◆ **WHAT THIS TASK INVOLVES**:
Please transcribe, exactly, the line that contains "Would you mind indicating the hanging" and every line after it to the end of the records, and nothing else.

◆ **INFORMATION SHOWN**:
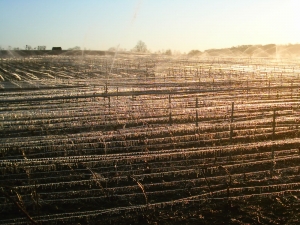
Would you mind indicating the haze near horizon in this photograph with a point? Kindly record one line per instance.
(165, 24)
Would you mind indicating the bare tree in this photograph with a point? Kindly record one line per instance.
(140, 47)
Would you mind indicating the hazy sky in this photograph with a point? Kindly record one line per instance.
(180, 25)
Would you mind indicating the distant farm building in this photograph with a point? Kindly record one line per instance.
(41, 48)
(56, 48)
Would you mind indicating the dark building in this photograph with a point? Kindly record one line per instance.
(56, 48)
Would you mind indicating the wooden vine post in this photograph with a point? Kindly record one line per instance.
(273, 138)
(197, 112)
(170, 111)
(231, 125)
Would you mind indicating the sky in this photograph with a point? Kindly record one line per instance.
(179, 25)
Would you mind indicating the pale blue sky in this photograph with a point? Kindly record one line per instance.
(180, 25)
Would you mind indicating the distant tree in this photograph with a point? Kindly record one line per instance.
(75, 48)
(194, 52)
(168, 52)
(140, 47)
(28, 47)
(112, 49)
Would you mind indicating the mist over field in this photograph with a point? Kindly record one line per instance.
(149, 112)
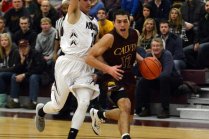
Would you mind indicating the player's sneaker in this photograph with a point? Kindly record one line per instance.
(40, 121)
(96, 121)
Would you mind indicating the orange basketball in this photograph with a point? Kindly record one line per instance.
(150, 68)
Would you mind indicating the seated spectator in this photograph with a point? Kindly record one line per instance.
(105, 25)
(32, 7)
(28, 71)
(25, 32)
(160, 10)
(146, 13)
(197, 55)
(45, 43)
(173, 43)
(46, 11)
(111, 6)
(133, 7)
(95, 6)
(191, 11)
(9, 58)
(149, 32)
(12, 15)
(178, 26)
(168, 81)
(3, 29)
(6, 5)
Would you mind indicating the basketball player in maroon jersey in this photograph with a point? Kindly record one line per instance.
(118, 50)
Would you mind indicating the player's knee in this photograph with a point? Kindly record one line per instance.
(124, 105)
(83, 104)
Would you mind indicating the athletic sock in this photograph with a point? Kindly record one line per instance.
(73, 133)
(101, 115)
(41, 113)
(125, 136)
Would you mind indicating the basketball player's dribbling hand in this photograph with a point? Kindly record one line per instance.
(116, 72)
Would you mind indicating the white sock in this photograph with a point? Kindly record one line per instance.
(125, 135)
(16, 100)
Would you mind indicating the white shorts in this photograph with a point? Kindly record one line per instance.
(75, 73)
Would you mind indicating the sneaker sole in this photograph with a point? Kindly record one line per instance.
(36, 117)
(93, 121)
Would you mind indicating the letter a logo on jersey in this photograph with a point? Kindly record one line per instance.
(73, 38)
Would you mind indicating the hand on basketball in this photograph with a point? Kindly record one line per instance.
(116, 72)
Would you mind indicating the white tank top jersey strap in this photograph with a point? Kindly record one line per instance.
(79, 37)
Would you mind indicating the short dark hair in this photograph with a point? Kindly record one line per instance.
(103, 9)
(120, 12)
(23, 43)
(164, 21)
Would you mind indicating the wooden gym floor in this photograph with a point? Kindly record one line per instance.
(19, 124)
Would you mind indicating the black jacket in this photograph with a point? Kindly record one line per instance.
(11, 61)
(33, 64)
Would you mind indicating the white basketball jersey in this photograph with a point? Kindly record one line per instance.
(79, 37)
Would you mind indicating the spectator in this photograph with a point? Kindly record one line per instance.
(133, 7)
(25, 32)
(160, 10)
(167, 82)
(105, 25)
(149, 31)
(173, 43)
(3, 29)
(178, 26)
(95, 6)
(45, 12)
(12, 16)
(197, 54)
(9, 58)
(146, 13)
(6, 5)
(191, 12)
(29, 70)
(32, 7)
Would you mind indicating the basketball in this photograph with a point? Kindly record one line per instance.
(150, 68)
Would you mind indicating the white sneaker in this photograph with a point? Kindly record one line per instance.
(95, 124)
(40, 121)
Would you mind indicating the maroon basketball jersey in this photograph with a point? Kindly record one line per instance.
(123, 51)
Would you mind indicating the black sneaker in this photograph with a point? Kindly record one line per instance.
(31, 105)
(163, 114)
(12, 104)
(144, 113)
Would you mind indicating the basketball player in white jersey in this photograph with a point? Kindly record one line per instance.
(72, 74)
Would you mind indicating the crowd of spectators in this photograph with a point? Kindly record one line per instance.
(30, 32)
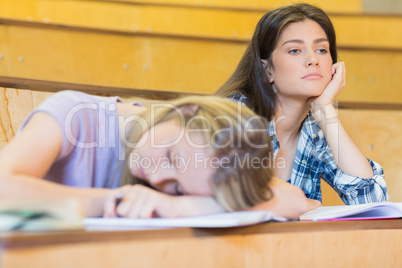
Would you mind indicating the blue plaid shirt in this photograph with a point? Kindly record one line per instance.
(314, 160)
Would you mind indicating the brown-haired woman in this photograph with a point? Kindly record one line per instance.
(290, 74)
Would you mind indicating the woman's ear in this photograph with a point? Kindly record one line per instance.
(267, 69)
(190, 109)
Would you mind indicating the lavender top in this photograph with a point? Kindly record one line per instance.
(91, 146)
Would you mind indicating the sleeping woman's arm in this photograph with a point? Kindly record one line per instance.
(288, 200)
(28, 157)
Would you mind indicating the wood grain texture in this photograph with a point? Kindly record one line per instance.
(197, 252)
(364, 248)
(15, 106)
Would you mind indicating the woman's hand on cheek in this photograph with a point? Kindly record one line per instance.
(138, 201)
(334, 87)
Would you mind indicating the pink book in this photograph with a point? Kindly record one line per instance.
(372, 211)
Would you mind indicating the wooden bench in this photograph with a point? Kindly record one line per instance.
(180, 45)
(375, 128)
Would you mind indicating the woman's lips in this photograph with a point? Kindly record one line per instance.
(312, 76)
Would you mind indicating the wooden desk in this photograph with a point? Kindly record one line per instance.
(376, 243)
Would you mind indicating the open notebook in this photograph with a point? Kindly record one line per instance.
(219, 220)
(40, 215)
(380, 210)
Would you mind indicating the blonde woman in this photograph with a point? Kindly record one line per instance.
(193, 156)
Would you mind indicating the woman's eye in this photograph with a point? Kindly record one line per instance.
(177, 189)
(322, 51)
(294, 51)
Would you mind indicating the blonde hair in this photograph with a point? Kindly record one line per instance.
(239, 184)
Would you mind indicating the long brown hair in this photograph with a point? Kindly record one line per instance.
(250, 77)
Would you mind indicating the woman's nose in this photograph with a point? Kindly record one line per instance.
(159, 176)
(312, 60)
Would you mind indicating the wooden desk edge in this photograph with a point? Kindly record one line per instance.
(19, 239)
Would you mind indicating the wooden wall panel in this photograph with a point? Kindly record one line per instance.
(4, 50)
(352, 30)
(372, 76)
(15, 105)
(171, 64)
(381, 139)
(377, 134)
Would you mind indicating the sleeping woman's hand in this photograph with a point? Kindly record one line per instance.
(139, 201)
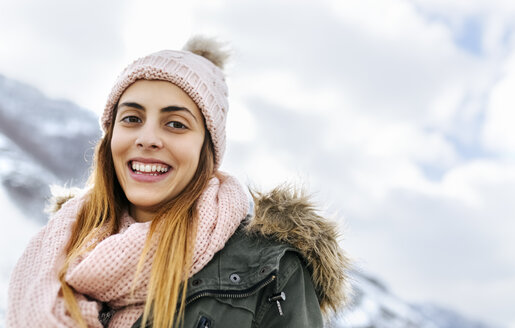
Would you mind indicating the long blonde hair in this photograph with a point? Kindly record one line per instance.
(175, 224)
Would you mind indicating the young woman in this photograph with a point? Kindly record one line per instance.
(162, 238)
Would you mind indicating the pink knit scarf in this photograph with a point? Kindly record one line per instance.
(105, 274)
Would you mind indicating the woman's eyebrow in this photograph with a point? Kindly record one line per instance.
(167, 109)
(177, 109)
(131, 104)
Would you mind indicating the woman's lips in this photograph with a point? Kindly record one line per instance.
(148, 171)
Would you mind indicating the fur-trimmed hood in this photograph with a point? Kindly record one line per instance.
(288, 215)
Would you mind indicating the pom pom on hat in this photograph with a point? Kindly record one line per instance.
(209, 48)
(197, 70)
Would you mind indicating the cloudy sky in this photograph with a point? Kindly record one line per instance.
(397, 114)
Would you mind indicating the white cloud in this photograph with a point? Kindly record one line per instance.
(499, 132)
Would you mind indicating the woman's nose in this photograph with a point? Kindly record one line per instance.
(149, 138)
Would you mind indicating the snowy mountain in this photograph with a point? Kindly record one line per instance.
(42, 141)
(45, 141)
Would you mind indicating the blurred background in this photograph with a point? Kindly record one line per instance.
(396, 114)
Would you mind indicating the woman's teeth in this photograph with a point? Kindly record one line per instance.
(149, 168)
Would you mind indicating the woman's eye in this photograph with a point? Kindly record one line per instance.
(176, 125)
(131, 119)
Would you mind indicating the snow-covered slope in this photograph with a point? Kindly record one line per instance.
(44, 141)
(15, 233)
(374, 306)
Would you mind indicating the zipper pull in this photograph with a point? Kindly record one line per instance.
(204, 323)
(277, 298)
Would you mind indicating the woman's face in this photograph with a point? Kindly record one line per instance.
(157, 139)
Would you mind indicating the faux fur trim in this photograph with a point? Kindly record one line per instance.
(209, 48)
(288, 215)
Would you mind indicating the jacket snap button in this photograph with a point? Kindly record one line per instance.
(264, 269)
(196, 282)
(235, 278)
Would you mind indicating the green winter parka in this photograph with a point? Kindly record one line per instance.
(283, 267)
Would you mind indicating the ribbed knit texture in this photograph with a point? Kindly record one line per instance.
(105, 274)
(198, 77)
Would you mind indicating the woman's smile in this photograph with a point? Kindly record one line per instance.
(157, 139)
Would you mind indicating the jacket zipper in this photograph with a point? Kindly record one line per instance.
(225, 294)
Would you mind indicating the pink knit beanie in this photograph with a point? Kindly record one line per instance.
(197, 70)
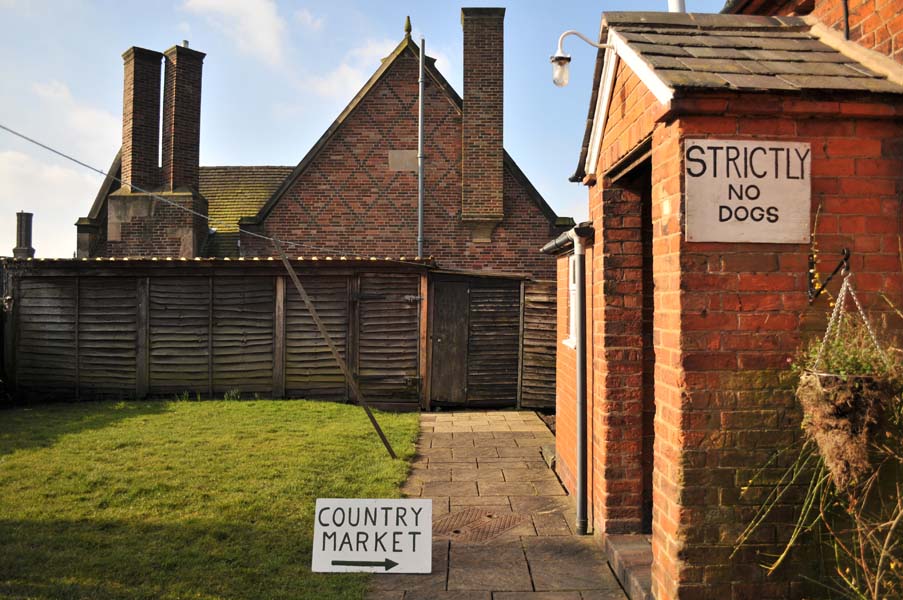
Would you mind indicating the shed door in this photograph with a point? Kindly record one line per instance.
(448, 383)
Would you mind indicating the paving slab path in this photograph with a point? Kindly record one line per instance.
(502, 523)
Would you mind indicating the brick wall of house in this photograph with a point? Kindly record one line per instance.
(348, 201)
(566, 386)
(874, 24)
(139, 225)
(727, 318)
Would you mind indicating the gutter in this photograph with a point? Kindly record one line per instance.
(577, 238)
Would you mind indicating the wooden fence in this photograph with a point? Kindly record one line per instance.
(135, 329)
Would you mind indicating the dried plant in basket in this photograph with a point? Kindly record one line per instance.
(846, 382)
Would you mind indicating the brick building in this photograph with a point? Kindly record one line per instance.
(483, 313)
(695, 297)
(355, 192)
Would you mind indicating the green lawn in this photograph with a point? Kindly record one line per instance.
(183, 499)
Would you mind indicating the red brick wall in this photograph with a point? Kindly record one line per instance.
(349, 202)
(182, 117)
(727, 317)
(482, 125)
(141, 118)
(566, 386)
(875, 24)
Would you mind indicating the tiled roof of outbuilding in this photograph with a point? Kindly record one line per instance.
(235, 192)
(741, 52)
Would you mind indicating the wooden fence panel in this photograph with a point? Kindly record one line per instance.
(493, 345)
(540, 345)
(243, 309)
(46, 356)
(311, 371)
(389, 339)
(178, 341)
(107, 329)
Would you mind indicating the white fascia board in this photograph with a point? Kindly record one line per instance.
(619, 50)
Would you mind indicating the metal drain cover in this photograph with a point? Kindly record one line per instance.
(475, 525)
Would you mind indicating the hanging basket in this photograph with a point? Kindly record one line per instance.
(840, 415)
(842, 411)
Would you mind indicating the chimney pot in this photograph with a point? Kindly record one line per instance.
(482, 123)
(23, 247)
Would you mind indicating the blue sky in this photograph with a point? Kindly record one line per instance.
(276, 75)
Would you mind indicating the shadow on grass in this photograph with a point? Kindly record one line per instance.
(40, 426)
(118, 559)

◆ **FINISHED TASK**:
Would you mind indicating the hanging basket in this photograph with a point? Kindly record one line per instance.
(840, 415)
(842, 411)
Would you mind indicating the chimney pot in this photograph with a point? Kindly record one line per instance.
(482, 123)
(23, 247)
Would you mind indicating the blue sky in this photograph with a point? Kindly record one line per instance.
(276, 75)
Would you mind indicating the shadow on grass in this photograph with a point? Kindly record one line per instance.
(40, 426)
(118, 559)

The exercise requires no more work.